§ THE RECORDS
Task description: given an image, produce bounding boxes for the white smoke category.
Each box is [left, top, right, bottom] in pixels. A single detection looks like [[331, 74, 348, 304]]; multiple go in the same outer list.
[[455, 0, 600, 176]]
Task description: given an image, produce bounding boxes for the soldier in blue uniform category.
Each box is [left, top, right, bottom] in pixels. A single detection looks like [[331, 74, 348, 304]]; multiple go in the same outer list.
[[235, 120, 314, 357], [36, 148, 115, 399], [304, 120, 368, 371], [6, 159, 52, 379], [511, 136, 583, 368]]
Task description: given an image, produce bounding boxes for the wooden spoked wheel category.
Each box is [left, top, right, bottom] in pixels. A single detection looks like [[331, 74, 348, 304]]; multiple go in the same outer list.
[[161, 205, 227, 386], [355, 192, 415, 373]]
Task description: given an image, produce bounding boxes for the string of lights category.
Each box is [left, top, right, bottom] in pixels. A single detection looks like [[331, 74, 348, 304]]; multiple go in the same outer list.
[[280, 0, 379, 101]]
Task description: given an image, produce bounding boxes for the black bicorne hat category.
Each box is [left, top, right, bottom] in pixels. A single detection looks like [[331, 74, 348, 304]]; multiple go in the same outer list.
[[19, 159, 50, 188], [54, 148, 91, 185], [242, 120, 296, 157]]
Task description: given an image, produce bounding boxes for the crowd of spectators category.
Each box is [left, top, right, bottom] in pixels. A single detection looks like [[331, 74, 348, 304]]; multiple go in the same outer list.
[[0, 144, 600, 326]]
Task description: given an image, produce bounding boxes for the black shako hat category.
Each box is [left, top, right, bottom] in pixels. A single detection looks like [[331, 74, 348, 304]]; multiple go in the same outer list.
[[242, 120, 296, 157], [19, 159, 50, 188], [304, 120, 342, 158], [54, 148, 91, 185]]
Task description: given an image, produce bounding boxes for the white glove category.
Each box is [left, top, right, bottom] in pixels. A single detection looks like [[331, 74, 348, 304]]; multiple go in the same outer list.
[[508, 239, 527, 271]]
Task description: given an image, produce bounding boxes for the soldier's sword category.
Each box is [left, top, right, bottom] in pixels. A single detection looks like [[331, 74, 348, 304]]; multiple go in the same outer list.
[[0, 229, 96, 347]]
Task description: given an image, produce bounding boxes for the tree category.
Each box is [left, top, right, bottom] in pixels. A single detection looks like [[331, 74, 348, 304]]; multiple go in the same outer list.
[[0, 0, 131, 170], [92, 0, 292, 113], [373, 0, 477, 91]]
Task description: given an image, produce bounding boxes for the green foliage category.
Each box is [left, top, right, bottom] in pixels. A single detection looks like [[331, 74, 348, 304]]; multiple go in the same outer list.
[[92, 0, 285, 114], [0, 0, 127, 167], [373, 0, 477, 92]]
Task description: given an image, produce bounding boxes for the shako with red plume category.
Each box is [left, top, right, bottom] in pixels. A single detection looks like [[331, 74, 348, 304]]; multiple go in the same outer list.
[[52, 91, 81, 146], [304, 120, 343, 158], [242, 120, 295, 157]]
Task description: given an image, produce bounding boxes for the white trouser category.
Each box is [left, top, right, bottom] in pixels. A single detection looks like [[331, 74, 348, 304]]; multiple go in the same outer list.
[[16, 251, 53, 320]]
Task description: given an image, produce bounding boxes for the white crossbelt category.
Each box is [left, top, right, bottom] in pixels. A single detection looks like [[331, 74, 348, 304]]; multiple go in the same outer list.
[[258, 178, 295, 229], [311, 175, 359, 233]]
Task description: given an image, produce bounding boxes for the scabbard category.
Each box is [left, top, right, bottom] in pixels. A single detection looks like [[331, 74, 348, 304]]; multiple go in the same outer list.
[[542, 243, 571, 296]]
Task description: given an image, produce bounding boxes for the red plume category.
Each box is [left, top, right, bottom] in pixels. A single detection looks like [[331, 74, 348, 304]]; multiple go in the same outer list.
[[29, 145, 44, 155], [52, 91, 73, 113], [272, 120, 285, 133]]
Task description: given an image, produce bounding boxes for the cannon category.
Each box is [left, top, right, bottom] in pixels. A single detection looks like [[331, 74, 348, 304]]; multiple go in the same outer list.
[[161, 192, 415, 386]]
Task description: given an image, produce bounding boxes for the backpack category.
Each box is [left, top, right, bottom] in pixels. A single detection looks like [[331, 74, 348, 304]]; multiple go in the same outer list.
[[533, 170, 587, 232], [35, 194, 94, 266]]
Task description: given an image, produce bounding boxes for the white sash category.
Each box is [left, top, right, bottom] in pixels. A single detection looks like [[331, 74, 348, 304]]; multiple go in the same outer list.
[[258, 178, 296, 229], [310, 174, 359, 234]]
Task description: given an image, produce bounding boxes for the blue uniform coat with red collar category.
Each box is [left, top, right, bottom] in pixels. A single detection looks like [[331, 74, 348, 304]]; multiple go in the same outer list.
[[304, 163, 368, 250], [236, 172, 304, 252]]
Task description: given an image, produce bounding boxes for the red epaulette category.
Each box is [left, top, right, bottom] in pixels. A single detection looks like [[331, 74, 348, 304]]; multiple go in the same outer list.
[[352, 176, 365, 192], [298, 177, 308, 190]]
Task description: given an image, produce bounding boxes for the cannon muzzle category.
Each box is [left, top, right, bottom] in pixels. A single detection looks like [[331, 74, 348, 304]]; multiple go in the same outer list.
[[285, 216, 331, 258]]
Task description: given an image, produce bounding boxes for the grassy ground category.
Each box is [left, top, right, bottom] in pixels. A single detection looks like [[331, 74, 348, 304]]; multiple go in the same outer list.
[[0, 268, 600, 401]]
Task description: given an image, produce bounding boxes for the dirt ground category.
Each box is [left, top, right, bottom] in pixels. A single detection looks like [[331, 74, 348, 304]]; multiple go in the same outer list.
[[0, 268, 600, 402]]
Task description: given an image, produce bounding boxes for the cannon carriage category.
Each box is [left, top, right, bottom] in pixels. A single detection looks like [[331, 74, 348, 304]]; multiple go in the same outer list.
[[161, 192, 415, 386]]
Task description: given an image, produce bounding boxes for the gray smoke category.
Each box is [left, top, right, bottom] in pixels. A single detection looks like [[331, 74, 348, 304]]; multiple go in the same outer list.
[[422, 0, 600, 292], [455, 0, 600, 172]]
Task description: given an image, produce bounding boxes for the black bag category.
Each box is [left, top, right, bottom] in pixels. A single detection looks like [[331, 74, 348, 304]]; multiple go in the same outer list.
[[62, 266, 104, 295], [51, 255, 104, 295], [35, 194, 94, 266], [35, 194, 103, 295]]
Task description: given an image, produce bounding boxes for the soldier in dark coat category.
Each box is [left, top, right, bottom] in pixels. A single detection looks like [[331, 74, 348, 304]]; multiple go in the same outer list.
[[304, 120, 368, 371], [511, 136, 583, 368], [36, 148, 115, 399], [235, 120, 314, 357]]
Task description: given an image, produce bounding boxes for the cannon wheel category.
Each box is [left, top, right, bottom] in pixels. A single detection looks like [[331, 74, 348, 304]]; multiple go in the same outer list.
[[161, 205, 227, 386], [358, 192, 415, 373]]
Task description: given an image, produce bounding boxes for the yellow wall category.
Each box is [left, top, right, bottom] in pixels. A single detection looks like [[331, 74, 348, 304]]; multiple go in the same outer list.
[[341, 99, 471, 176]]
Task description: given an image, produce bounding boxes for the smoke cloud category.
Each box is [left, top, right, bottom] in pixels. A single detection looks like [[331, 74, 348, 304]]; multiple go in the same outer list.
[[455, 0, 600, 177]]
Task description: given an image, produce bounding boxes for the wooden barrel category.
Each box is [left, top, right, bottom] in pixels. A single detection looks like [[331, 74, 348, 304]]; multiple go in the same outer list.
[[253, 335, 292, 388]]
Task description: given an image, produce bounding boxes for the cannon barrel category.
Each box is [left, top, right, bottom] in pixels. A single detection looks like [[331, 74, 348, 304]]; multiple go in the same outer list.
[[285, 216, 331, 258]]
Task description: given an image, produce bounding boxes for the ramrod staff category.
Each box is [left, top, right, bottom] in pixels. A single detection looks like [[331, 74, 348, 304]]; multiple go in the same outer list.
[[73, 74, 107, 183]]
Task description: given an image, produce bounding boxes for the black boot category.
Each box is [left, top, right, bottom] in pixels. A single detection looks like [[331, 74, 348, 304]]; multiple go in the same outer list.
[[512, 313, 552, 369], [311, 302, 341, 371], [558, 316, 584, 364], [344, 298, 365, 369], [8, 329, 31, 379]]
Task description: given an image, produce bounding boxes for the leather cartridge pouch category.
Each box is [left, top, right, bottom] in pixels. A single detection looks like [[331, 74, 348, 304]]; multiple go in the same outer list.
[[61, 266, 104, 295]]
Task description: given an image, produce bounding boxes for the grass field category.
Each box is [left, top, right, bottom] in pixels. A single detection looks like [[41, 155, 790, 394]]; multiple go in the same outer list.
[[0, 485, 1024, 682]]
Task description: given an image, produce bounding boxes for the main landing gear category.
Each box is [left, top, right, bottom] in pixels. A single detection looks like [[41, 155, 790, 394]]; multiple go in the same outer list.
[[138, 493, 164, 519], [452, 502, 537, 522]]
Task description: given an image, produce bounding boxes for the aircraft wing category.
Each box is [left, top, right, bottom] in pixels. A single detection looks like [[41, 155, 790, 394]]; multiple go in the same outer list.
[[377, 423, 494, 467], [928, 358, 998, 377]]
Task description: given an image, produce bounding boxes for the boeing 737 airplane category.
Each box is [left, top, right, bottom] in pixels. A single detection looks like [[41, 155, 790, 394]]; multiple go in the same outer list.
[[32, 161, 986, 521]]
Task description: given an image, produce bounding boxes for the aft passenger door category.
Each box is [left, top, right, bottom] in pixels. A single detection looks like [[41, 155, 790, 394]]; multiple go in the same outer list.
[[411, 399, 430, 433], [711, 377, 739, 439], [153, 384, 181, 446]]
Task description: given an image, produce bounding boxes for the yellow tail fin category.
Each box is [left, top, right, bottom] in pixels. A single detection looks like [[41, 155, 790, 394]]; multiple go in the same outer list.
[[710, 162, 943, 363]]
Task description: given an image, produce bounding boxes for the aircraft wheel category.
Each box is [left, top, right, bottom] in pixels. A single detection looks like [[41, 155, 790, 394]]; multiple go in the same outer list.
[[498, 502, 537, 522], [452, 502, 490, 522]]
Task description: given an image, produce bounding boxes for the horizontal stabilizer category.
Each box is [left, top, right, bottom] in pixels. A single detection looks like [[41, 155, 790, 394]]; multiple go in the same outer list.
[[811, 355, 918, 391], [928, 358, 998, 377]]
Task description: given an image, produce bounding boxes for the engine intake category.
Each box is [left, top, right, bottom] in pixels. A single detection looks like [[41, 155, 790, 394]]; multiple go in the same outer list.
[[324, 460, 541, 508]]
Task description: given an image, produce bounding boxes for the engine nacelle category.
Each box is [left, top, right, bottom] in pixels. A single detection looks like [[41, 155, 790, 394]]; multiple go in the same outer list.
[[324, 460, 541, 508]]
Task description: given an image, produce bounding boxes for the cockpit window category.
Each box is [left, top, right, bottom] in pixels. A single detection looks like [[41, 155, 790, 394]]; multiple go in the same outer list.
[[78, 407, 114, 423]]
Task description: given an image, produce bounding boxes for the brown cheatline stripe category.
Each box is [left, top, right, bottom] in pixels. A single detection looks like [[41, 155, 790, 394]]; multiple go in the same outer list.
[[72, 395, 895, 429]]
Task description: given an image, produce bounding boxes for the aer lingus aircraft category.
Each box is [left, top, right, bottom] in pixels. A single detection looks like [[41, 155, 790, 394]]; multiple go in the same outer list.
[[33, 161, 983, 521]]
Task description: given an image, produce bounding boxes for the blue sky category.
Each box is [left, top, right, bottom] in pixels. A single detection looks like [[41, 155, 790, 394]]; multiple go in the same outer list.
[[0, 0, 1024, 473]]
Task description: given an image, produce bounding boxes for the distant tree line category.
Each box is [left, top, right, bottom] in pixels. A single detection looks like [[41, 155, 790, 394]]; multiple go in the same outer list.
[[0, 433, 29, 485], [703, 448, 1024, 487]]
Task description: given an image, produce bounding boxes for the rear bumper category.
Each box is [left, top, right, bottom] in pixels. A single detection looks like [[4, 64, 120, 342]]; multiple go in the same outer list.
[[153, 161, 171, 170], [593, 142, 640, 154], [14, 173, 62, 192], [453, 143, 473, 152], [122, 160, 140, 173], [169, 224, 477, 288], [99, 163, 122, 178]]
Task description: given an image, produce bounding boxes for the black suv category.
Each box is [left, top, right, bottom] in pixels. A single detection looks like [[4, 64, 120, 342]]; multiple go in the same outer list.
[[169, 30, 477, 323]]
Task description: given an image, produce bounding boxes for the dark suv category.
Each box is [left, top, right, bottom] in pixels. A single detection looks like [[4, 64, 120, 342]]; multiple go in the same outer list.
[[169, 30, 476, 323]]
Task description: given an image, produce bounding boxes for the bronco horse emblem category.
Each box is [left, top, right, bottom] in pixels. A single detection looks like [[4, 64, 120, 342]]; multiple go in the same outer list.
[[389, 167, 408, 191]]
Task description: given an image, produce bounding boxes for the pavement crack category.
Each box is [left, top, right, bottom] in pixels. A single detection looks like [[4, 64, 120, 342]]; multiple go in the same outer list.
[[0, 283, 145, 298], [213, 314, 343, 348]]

§ WHAT THE EXERCISE ASKS
Copy the listing from the line with "dark suv category." through the end, substituting "Instruction" for "Task description" and changing nothing else.

§ ANSWER TO THE TASK
Instruction: given an image, produce bounding boxes for the dark suv category.
Each box is [left, top, right, bottom] in pixels. A single detection looks like [[4, 64, 120, 342]]; multiple go in the same outer list.
[[169, 30, 476, 323]]
Instruction: given an image, produce bounding boxes for the bronco horse emblem category.
Each box is [left, top, right, bottom] in pixels. A single detection looks like [[4, 64, 120, 342]]; multiple go in the same outer list.
[[389, 167, 408, 191]]
Instruction: given an image, produce bounding boxes for the pavement crack category.
Each box is [left, top, right, bottom] in pixels. A single detection looks like [[4, 64, 120, 342]]; multiple go in the same outer list.
[[0, 283, 145, 298], [213, 314, 343, 348]]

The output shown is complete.